Pointing and labeling entries:

==============================

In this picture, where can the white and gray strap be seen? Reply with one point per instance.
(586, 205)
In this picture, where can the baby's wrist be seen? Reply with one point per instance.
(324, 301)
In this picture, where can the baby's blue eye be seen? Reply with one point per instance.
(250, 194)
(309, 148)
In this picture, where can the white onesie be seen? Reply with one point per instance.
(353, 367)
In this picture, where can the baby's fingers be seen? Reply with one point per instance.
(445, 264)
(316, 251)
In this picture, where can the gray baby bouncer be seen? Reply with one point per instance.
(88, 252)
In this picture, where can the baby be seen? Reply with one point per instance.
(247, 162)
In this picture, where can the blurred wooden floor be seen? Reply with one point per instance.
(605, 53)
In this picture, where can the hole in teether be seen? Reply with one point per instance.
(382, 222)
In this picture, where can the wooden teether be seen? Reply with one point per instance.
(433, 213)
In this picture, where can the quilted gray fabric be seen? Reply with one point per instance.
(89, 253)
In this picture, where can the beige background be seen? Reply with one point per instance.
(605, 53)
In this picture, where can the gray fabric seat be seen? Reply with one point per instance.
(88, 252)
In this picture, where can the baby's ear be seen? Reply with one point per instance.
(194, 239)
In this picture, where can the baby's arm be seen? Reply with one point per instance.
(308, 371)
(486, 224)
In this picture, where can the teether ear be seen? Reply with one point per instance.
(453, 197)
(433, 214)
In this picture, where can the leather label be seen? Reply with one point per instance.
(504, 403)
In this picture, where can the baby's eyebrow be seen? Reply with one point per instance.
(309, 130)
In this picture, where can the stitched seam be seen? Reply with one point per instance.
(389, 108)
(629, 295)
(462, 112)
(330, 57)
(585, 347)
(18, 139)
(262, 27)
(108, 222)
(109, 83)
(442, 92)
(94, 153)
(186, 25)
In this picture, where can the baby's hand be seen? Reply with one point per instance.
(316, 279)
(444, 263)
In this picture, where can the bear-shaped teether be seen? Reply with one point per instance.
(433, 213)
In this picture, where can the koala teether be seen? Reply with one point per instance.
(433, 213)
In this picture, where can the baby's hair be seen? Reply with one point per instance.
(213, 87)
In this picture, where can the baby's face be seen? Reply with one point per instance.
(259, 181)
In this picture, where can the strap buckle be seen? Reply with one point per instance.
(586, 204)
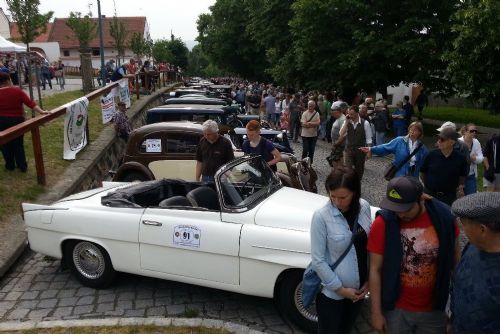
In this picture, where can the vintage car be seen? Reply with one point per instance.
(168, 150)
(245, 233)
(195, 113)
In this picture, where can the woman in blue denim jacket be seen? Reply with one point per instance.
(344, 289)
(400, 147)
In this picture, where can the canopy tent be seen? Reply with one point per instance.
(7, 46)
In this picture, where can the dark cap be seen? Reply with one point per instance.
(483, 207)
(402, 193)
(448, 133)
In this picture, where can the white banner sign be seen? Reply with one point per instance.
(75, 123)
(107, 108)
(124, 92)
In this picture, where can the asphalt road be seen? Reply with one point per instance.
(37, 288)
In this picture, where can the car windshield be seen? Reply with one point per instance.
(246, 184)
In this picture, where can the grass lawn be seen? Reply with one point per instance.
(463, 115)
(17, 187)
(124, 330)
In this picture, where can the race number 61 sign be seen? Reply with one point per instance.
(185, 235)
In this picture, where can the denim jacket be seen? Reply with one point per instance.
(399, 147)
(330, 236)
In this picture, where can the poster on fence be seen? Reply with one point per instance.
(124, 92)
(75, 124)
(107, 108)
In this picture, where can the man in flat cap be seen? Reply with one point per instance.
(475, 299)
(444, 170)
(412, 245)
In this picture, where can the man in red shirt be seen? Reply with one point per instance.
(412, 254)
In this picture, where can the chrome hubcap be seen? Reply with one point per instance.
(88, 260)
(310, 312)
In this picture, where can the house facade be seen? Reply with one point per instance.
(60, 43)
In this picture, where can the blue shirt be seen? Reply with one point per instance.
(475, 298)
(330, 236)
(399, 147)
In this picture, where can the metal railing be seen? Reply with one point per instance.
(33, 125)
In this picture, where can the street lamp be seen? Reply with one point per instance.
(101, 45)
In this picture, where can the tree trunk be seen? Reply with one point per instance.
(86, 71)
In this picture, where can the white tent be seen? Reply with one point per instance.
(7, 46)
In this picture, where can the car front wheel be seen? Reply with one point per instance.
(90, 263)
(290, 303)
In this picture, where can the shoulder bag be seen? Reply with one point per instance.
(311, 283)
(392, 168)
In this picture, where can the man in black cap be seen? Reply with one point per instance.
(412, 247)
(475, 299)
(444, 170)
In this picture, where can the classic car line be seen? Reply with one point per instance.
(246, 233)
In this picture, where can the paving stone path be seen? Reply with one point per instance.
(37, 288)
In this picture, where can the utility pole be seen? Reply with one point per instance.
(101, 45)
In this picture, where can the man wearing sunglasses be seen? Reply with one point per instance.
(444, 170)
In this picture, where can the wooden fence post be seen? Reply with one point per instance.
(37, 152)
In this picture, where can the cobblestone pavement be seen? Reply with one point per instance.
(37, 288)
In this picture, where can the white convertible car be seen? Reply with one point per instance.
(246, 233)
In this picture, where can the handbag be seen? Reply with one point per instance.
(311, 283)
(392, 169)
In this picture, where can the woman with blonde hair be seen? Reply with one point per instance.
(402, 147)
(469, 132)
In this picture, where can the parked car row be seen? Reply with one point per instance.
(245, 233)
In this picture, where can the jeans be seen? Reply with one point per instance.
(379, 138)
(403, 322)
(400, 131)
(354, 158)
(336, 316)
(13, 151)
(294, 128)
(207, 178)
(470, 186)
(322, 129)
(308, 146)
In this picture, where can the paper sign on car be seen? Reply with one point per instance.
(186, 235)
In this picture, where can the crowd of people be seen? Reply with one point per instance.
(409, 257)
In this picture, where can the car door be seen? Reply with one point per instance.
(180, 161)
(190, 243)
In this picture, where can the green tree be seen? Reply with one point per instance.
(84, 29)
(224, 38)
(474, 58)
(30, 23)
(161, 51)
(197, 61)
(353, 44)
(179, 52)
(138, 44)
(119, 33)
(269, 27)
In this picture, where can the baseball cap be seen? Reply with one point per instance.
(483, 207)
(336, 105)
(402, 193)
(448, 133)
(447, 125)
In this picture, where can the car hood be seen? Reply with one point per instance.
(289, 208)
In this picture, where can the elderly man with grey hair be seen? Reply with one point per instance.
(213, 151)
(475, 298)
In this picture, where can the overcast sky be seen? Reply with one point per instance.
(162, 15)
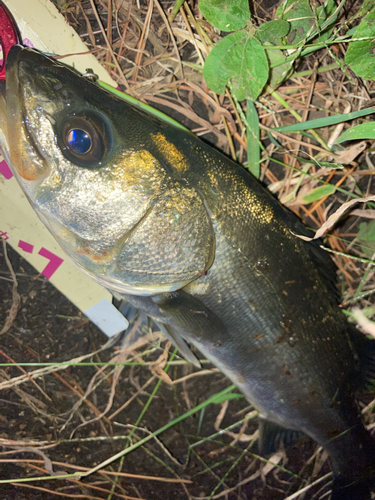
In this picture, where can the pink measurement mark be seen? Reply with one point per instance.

==============================

# Exercise directions
Set down the material exactly, every line of it, except for the pictures.

# Completed exercise
In this picture, where can the white and gray strap be seen? Reply with one point per instance.
(586, 205)
In this picture, where can the baby's wrist be seen? Reply with one point per instance.
(324, 301)
In this picture, where can the baby's blue eye be seen? Reply with one point per instance.
(250, 194)
(309, 148)
In this picture, where can the white onesie be seen? Reply with one point per instance.
(353, 367)
In this picture, where can the baby's fingers be seen? Reply with one point per instance.
(445, 264)
(316, 251)
In this picture, where can the gray baby bouncer be seen? Reply with one point per instance.
(88, 252)
In this picture, where can the baby be seen? Reply with one point per instance.
(247, 162)
In this picture, where can the blurred wooden floor be seen? Reply with one point per instance.
(605, 53)
In this picture, where can the hole in teether be seen? Reply with one point per instance.
(382, 222)
In this picture, where can the wooden teether be seen? Reply with one point per instance.
(433, 213)
In this picture, where can the quilted gray fabric be seen? Reply with one point per instance.
(89, 253)
In this picture, where can the beige background be seen? Reply with one point per instance.
(605, 53)
In this picture, where can the gray fabric seat be seen? Reply with one point per instance.
(88, 252)
In this picture, where can the baby's ear be seen? Reply with one point per instance.
(194, 239)
In this picture, where can the baby's arm be seen? Reply with one point per instance.
(308, 371)
(486, 224)
In this picture, where can the teether ear be seen? Reply with one point per instance.
(453, 197)
(433, 214)
In this picture, where can the leather label be seen? Reply with one point per instance.
(504, 403)
In this picture, where can the baby's eyebrow be seen? Reply with one point per instance.
(309, 130)
In this picture, where can the stitched seam be seen? Reply with one point per instance.
(389, 108)
(629, 295)
(462, 112)
(330, 57)
(585, 347)
(18, 139)
(262, 27)
(108, 222)
(109, 83)
(442, 92)
(94, 153)
(186, 25)
In this picture, where can the baby's hand be seen? Reply with one point per instance.
(316, 279)
(444, 263)
In this picture, where can the bear-shaped teether be seen? Reply with one point per instance.
(433, 213)
In this picture, where can the koala teether be seen? Reply with one point per instance.
(433, 213)
In this picture, where can the baby's hair be seen? Reply with one point per instance.
(213, 87)
In this picture, where can the baby's face be seen? Reply with one point per instance.
(259, 181)
In this picture, where can the strap buckle be seen? Reply with one point per instance.
(586, 204)
In this picture, where can the vintage car be seen? Reply with one point per instance.
(168, 150)
(245, 233)
(195, 113)
In this picture, where can the woman in blue denim jacket be seen? Reply with one point per instance.
(344, 289)
(400, 147)
In this picture, where can the canopy tent be seen? Reply with one point per instance.
(7, 46)
In this picture, where can the dark cap be seen? Reply with one point per instance.
(483, 207)
(402, 193)
(448, 133)
In this picture, where can the white banner sign be seen? Reply with one point per instance.
(75, 123)
(107, 108)
(124, 92)
In this picture, where can the asphalt road be seen? Reply with one point per instance.
(37, 288)
In this picture, where can the car windshield be seen? Reply with one point per instance.
(246, 184)
In this picture, where can the grass lawn be seen? Reply with one point per instance.
(463, 115)
(17, 187)
(124, 330)
In this picture, where can the race number 61 sign be seen? Reply with one point per instance.
(185, 235)
In this picture, where can the denim jacket be seen? Reply with one point per instance.
(399, 147)
(330, 236)
In this picture, where can the poster on fence be seen? Reply with one point per instance.
(124, 92)
(75, 124)
(107, 108)
In this picture, where can the man in flat cap be seen? Reply with one point per instance.
(475, 299)
(444, 170)
(412, 245)
In this picture, where can the man in red shirt be seen? Reply with one point per instance.
(412, 254)
In this picture, where can the chrome hubcap be seen? Reply with one point per instance.
(88, 260)
(310, 312)
In this picture, where can the house facade be seen? Reply with one point per instance.
(60, 43)
In this picture, where can the blue shirt be seen? Reply with one point per instance.
(475, 298)
(330, 236)
(399, 147)
In this picture, where can the metal railing be seen? Reply with one point per instance.
(33, 125)
In this picture, where can the street lamp be seen? Reply with one point per instance.
(101, 45)
In this picture, where can the tree trunk be seen? Reply with one point per instance.
(86, 71)
In this picture, where can the white tent be seen? Reply with one point per instance.
(7, 46)
In this picture, where can the car front wheel be seen? Reply with one point per instance.
(90, 263)
(290, 303)
In this picture, where can the shoulder bag be seen? Reply with one point per instance.
(311, 283)
(392, 168)
In this picture, where can the man in black cap be seen? Reply with one point per instance.
(412, 247)
(475, 299)
(444, 170)
In this picture, where can the classic car line be seen? Reply with one point per instance.
(246, 233)
In this picture, where can the paving stone path be seen? Reply with one point per instance.
(37, 288)
In this picture, where can the utility pole be seen? Reply with one point per instance.
(101, 45)
In this picture, where can the man wearing sunglasses be seen? Reply with one point per instance.
(444, 170)
In this picture, where can the wooden fence post be seen? Reply with one point per instance.
(37, 152)
In this picture, where can the cobblestone pavement be seen? Reply with one point per instance.
(37, 288)
In this picture, where can the white convertible car be seen? Reply with one point per instance.
(246, 233)
In this picture, where can the handbag be seen? Reply with one point per instance.
(311, 283)
(392, 169)
In this picture, where can the woman with blonde hair be seen? Reply with one point per instance.
(402, 147)
(469, 132)
In this picture, where can the parked car row be seen? Reply with one point per instance.
(245, 233)
In this picture, where can the jeans be seen? Reply with one point per instance.
(379, 138)
(403, 322)
(400, 131)
(354, 158)
(336, 316)
(13, 151)
(294, 128)
(207, 178)
(470, 186)
(322, 129)
(308, 146)
In this picture, where can the paper sign on car be seen? Reply with one point per instance.
(186, 235)
In this picture, where can the crowd of people be seen? Reply with one point per instance.
(409, 257)
In this picture, where can the car door be seen? Reply with one point per instance.
(180, 161)
(190, 243)
In this picture, where can the green tree be seen? Reply with one point per instance.
(84, 29)
(224, 38)
(474, 58)
(30, 23)
(161, 51)
(197, 61)
(353, 44)
(179, 52)
(138, 44)
(119, 33)
(269, 27)
In this picture, where can the baseball cap be seen? Reply with one point per instance.
(483, 207)
(336, 105)
(402, 193)
(448, 133)
(447, 125)
In this picture, where can the car hood be seen? Reply with one point per instance.
(289, 208)
In this picture, where can the elderly man with grey hair be seen? Reply with one point per instance.
(213, 151)
(475, 298)
In this picture, where can the overcast sky be seen? Reply with one point per instance.
(162, 15)
In this picture, where can the pink measurement mark be seen? Reply with one point per instance.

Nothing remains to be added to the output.